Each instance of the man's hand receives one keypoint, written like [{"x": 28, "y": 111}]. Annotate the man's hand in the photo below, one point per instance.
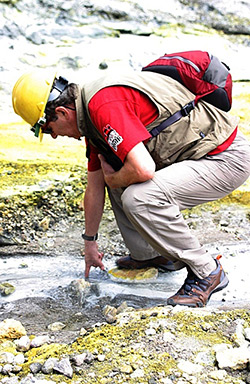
[{"x": 93, "y": 258}]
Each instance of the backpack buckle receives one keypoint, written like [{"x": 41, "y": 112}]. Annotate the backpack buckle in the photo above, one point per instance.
[{"x": 187, "y": 108}]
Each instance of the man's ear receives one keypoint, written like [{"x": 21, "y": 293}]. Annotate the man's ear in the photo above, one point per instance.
[{"x": 64, "y": 112}]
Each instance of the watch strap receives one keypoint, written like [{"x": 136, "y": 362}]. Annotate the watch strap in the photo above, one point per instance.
[{"x": 90, "y": 238}]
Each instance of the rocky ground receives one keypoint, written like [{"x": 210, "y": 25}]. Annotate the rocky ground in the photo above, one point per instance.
[{"x": 85, "y": 336}]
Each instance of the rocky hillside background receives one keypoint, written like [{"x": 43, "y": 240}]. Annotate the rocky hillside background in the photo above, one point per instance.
[{"x": 96, "y": 34}]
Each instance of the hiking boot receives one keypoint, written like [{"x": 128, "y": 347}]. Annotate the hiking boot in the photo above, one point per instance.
[
  {"x": 196, "y": 292},
  {"x": 160, "y": 262}
]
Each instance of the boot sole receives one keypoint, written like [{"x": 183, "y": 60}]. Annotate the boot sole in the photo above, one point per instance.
[{"x": 223, "y": 284}]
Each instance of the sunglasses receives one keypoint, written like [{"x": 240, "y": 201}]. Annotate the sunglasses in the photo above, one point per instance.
[{"x": 43, "y": 124}]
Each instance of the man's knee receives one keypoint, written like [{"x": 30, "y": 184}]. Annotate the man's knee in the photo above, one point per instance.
[{"x": 132, "y": 198}]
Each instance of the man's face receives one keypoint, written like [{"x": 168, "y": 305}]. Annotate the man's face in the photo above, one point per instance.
[{"x": 65, "y": 125}]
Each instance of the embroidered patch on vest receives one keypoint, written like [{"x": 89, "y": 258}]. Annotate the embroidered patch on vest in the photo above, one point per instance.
[{"x": 112, "y": 137}]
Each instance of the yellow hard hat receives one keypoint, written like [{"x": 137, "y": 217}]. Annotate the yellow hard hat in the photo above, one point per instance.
[{"x": 30, "y": 95}]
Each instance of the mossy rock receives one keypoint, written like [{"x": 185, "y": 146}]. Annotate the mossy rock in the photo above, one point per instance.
[{"x": 133, "y": 275}]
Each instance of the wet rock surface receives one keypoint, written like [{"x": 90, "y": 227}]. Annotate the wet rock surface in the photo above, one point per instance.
[{"x": 103, "y": 331}]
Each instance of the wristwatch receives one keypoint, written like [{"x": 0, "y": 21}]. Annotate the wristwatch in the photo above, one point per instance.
[{"x": 90, "y": 238}]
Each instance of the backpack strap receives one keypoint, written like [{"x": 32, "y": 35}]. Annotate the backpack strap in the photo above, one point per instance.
[{"x": 184, "y": 111}]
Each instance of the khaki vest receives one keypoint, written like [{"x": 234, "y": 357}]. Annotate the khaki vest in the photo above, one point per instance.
[{"x": 191, "y": 137}]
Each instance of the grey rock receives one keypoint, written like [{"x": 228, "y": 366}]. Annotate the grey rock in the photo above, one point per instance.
[
  {"x": 38, "y": 341},
  {"x": 23, "y": 344},
  {"x": 49, "y": 364},
  {"x": 35, "y": 367},
  {"x": 64, "y": 367},
  {"x": 6, "y": 357},
  {"x": 78, "y": 360},
  {"x": 89, "y": 358}
]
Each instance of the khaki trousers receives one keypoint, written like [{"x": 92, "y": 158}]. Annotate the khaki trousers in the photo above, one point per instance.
[{"x": 149, "y": 214}]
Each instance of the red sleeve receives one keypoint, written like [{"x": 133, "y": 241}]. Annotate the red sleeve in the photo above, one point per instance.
[
  {"x": 120, "y": 114},
  {"x": 92, "y": 155}
]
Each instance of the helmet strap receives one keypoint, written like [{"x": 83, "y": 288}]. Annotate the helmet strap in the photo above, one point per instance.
[{"x": 57, "y": 88}]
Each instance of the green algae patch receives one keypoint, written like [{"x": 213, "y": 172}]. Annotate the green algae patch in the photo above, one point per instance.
[{"x": 145, "y": 343}]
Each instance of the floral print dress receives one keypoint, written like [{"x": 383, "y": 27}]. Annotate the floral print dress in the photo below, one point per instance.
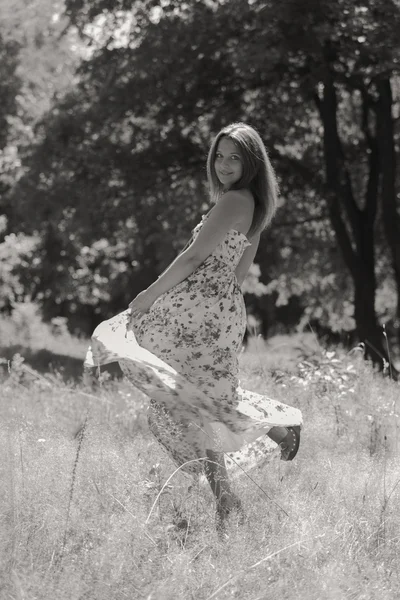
◆ ◆ ◆ ◆ ◆
> **Aim of the exercise**: Could you give the material above again, exactly and without its pictures?

> **The completed task**:
Each instance of the man's hand receives one keypoint, written like [{"x": 28, "y": 111}]. Annotate the man's hand in the photo below, one point per instance.
[{"x": 93, "y": 258}]
Each instance of the backpack buckle receives one keypoint, written like [{"x": 41, "y": 112}]. Annotate the backpack buckle in the photo above, one point per instance.
[{"x": 187, "y": 108}]
Each instance of the man's ear receives one keypoint, written like [{"x": 21, "y": 293}]. Annotate the man's ear in the photo above, one point per instance.
[{"x": 64, "y": 112}]
Each instance of the watch strap receives one keypoint, written like [{"x": 136, "y": 362}]. Annotate the watch strap in the photo above, one point per instance.
[{"x": 90, "y": 238}]
Each instance of the rocky ground receives one keypoint, written like [{"x": 210, "y": 25}]. Annotate the rocky ground in the photo above, one point per instance.
[{"x": 85, "y": 336}]
Each instance of the rocky hillside background receives one keypoint, written like [{"x": 43, "y": 240}]. Annotate the rocky hillside background in the photo above, one point per instance.
[{"x": 96, "y": 34}]
Each instance of the hiking boot receives one keypoint, written like [{"x": 128, "y": 347}]. Annotate the hiking boot in the photo above, one point per instance.
[
  {"x": 196, "y": 292},
  {"x": 160, "y": 262}
]
Each instance of the boot sole receives one keypoint, written like [{"x": 183, "y": 60}]. Annotate the boot sole in the photo above, one point per instance.
[{"x": 223, "y": 284}]
Each instance of the sunglasses receives one keypoint, written like [{"x": 240, "y": 201}]. Annotate the sunglasses in the photo above, one point per instance.
[{"x": 43, "y": 124}]
Each instance of the man's knee receives one keypoint, written like [{"x": 30, "y": 184}]. Annotate the man's knee in the photo above, one point per instance.
[{"x": 132, "y": 198}]
Each instance of the man's face receives one keypoint, written like [{"x": 168, "y": 305}]. Annotate the man's face in the photo above, one point per instance.
[{"x": 65, "y": 125}]
Each instance of the embroidered patch on vest receives one keypoint, written like [{"x": 89, "y": 258}]. Annotate the embroidered patch on vest in the photo above, one point per instance.
[{"x": 112, "y": 137}]
Each instance of the yellow hard hat receives one keypoint, written like [{"x": 137, "y": 217}]. Annotate the yellow hard hat in the photo above, one point per instance.
[{"x": 30, "y": 95}]
Each instance of the mossy rock receives one keypoint, written like [{"x": 185, "y": 146}]. Annotate the mossy rock in the photo above, one point per instance.
[{"x": 133, "y": 275}]
Each instance of the wet rock surface receives one keypoint, written like [{"x": 90, "y": 227}]. Annotate the wet rock surface in the photo above, one point per instance.
[{"x": 103, "y": 331}]
Each instance of the wristwatch receives one keypoint, written like [{"x": 0, "y": 21}]. Annotate the wristwatch in the photo above, one point per instance.
[{"x": 90, "y": 238}]
Each instance of the backpack strap receives one keypoint, written like [{"x": 32, "y": 35}]. Annotate the backpack strap in the photo above, one point per instance.
[{"x": 184, "y": 111}]
Each instance of the khaki vest receives one keypoint, written like [{"x": 234, "y": 357}]. Annotate the khaki vest in the photo above, one point per instance.
[{"x": 191, "y": 137}]
Each instance of the grey rock receives one keypoint, written like [{"x": 228, "y": 366}]. Annotate the grey rock in the photo above, one point per instance.
[
  {"x": 38, "y": 341},
  {"x": 23, "y": 344},
  {"x": 49, "y": 364},
  {"x": 35, "y": 367},
  {"x": 64, "y": 367},
  {"x": 6, "y": 357},
  {"x": 78, "y": 360},
  {"x": 89, "y": 358}
]
Each instance of the khaki trousers receives one keypoint, written like [{"x": 92, "y": 158}]. Annotate the khaki trousers in the photo above, one point per instance.
[{"x": 149, "y": 214}]
Each instance of the red sleeve receives one keypoint, written like [{"x": 133, "y": 241}]. Annotate the red sleeve in the photo above, one point per instance.
[
  {"x": 120, "y": 114},
  {"x": 92, "y": 155}
]
Each instance of the helmet strap receives one keypoint, written like [{"x": 83, "y": 288}]. Annotate the helmet strap in the photo above, one point per instance.
[{"x": 57, "y": 88}]
Each instance of the green algae patch receives one keypoint, written like [{"x": 213, "y": 172}]. Annotate the green algae patch in the photo above, one point per instance.
[{"x": 145, "y": 343}]
Each instance of the floral print dress receives one keypoint, written like [{"x": 383, "y": 27}]. Annotate the floral print dress in the photo below, one point per instance.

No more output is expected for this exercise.